-- WORUM ES GEHT --
Suche aus dem folgenden Material jede Zeile heraus, in der die Zeichenfolge „reflection“ vorkommt, und schreibe diese Zeilen unverändert ab.

▼

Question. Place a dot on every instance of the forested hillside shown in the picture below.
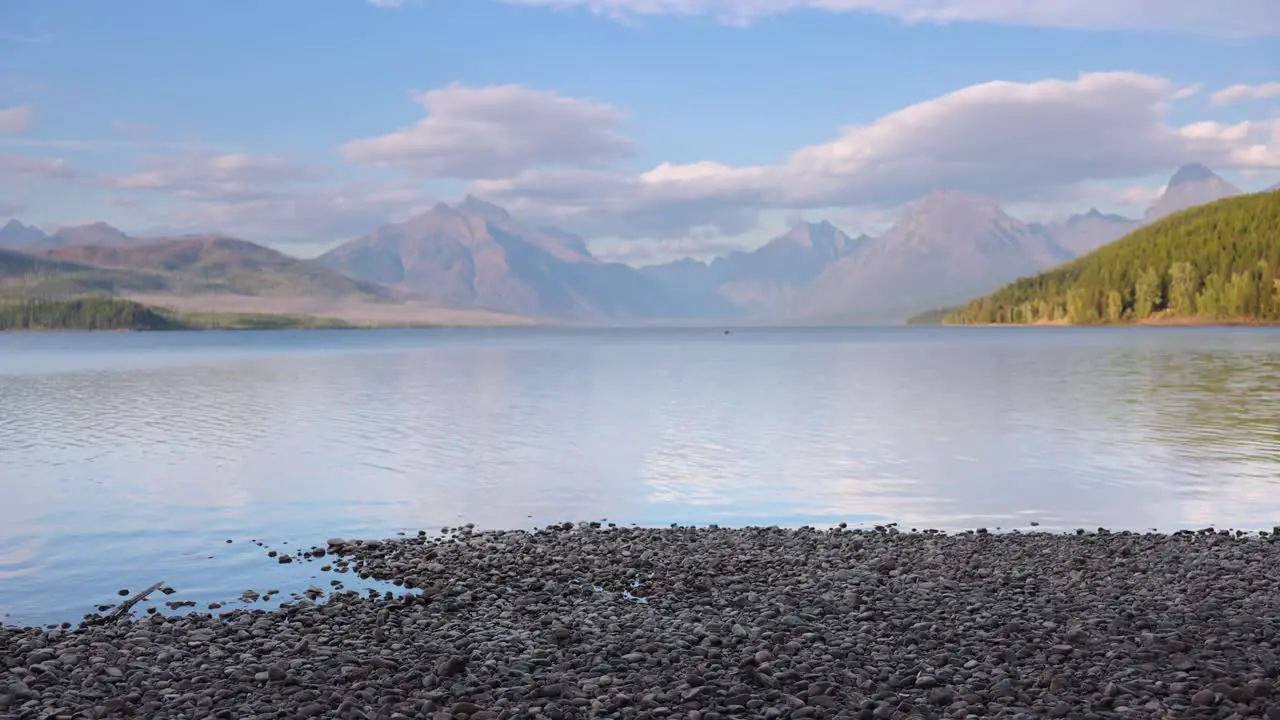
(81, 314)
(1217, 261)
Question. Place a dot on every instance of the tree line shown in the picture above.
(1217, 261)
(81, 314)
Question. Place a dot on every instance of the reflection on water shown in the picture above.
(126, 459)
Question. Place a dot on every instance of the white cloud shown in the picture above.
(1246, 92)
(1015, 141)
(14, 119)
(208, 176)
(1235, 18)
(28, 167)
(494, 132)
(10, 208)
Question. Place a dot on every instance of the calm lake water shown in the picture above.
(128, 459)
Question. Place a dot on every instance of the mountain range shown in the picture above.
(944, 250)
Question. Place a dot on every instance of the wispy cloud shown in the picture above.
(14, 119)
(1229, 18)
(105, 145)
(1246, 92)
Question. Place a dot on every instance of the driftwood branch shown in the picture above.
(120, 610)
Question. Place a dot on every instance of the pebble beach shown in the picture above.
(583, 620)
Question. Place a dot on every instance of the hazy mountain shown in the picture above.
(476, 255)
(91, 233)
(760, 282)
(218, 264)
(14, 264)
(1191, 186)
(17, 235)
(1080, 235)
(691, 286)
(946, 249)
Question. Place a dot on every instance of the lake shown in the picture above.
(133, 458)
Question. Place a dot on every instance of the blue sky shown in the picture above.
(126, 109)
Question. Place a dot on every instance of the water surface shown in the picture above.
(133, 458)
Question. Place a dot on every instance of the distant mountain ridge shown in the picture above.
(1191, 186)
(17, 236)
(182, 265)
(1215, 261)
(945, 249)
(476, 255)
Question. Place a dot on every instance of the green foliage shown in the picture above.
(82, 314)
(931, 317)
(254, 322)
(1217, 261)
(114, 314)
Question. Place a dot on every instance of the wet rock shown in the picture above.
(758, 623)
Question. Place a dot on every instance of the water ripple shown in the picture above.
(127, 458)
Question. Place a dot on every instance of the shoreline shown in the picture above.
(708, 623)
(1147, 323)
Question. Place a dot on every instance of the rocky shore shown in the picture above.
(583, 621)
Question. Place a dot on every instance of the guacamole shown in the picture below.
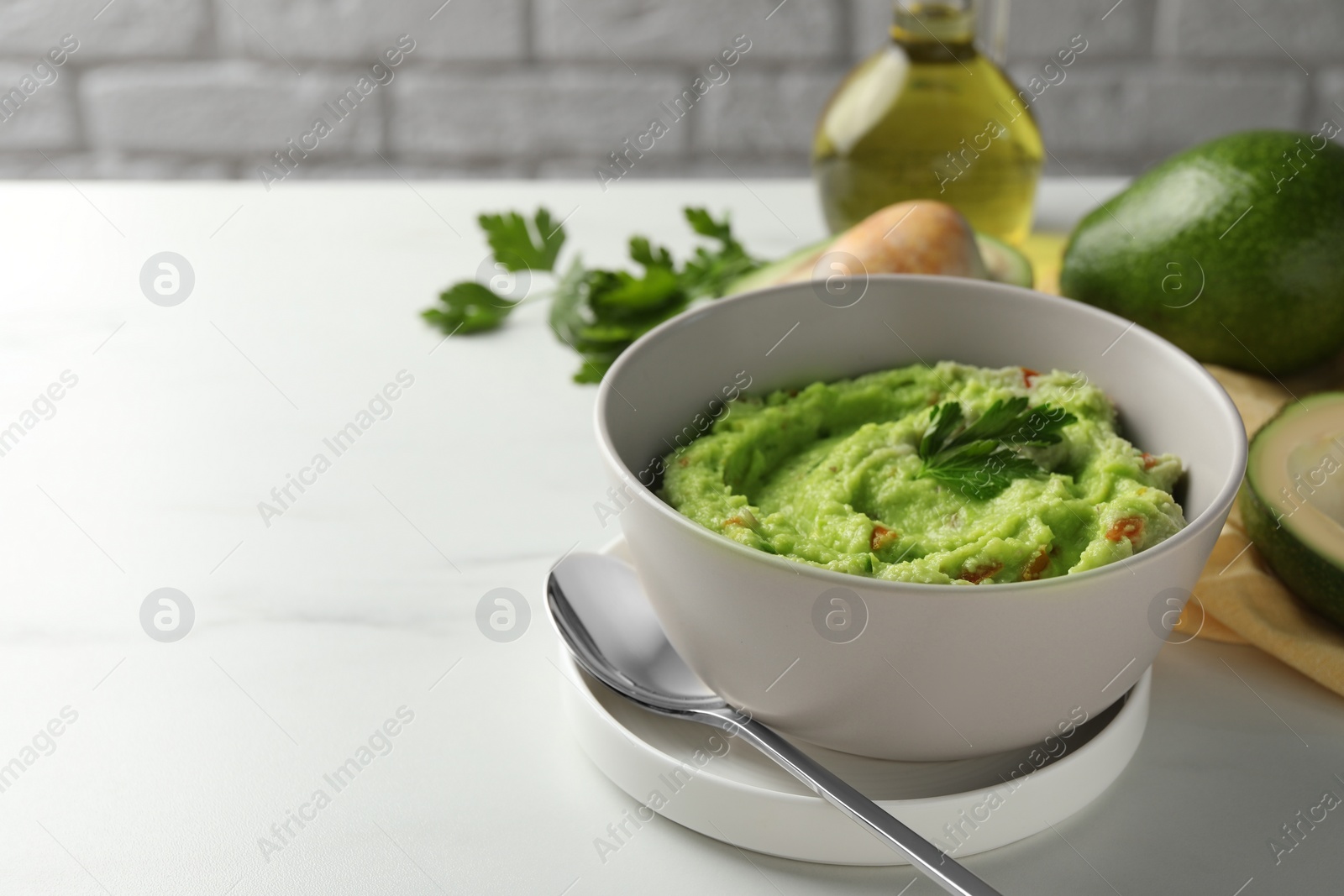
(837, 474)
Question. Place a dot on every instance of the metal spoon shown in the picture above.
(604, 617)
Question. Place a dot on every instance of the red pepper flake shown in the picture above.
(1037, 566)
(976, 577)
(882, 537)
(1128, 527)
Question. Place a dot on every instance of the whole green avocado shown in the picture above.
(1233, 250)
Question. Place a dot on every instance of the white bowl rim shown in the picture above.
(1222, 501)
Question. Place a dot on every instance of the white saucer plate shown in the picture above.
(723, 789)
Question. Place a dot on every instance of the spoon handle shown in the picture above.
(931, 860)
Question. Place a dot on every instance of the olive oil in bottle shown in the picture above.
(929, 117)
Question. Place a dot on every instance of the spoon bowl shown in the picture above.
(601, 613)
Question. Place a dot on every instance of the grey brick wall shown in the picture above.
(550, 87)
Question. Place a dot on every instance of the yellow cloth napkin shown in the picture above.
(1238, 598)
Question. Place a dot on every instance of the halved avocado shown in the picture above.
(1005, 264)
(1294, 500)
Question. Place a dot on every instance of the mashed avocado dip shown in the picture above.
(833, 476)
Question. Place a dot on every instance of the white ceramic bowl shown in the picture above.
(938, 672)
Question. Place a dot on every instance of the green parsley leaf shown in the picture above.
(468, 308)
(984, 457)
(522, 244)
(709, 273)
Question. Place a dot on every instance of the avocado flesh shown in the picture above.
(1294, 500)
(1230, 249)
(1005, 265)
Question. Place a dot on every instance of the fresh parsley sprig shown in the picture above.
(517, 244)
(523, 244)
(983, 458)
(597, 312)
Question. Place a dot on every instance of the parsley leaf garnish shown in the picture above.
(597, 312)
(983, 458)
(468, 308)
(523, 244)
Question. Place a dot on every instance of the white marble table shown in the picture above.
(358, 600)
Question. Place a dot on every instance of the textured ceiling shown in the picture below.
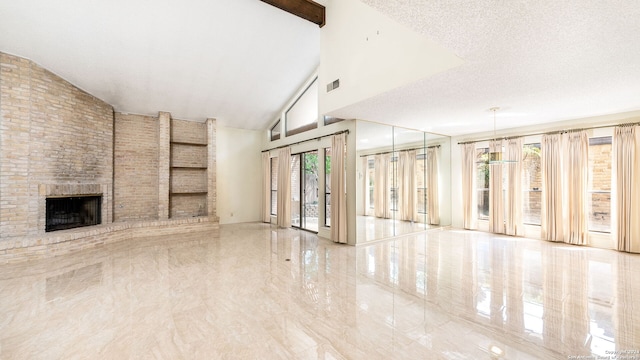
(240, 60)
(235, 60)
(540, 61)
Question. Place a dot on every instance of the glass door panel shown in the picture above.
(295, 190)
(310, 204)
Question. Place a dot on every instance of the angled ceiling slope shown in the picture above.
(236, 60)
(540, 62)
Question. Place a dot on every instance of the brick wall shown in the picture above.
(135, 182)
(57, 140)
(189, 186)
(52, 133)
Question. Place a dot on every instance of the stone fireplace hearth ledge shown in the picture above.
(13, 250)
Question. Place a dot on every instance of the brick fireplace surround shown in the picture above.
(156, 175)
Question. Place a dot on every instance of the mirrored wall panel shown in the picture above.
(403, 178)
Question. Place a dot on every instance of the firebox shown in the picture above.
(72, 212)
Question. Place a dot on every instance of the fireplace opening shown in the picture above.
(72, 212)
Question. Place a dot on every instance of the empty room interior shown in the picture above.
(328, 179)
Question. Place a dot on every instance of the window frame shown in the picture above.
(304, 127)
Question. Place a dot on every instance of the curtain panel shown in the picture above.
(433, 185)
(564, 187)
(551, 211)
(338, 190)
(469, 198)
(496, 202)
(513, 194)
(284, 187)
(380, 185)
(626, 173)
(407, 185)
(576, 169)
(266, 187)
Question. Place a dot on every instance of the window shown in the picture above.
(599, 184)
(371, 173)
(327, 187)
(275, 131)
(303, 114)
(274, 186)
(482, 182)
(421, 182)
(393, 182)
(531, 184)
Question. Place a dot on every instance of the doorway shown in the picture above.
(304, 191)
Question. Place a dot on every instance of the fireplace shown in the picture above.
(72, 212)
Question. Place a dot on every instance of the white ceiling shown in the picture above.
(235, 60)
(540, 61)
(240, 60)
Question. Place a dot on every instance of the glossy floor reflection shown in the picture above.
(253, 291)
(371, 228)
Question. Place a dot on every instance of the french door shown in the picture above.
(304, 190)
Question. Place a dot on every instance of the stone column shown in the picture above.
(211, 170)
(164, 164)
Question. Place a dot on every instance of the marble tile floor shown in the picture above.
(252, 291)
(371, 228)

▲
▼

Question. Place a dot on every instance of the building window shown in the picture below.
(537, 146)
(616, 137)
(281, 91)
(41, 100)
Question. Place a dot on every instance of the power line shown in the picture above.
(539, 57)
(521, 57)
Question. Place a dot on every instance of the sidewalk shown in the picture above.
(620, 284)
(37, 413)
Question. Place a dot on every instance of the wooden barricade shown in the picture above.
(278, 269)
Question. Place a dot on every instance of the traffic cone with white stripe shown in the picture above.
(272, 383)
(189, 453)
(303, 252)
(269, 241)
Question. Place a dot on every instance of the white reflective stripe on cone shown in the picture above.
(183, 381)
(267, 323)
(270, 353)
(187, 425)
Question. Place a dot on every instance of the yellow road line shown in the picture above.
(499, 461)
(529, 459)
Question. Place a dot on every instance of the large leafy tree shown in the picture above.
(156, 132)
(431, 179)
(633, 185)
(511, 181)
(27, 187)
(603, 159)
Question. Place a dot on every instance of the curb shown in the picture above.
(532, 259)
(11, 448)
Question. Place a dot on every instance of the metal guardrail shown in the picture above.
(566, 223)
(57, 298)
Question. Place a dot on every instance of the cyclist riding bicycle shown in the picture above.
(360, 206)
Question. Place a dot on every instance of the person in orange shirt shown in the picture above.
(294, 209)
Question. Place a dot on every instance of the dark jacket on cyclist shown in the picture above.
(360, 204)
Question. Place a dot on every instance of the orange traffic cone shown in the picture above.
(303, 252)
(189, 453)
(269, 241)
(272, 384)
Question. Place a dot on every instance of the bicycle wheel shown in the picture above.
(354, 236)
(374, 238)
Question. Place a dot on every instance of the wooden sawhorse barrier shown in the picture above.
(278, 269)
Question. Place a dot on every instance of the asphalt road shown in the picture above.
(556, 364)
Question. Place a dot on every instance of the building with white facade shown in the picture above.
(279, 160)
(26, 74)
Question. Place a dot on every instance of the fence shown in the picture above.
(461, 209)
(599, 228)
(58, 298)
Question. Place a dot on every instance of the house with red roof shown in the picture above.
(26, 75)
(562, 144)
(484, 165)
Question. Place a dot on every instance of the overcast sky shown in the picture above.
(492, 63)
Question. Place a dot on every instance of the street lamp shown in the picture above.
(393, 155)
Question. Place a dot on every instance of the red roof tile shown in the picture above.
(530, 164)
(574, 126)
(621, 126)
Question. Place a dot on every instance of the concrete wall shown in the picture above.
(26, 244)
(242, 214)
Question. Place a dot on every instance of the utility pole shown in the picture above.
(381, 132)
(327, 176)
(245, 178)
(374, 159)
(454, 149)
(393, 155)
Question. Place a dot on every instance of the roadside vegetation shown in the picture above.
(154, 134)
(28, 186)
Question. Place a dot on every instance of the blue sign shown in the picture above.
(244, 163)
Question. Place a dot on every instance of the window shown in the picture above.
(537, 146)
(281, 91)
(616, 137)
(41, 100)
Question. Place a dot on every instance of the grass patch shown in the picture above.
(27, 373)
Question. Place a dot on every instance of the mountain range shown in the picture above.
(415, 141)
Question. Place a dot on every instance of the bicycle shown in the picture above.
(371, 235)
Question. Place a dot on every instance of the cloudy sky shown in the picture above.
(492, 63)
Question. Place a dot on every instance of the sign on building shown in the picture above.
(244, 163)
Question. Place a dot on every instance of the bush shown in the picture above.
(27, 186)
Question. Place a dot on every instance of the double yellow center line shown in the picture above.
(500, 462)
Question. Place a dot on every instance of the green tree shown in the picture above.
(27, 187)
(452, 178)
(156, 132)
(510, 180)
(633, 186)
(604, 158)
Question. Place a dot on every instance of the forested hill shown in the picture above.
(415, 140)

▲

-- ERGEBNIS --
Question. Place a dot on every instance of the reflection on water shown in the picture above.
Question. Place a dot on every instance of the glossy floor reflection shown in the picture above.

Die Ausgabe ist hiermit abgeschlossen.